Region outline entries
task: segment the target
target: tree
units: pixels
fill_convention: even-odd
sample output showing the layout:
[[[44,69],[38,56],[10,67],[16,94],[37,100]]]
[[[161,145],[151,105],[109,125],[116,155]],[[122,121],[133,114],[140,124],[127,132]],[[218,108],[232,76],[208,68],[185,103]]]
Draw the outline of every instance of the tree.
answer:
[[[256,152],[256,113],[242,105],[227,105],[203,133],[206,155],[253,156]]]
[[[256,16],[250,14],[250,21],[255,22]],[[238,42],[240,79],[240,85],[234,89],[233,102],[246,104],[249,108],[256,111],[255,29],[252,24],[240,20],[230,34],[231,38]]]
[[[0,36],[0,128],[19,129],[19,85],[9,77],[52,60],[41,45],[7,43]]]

→ GIVEN INSTRUCTION: Please return each line of the items that contains the word "tree". Treat uppercase and lowercase as different.

→ ANSWER FOR THIS EXERCISE:
target: tree
Draw the outline of every instance of the tree.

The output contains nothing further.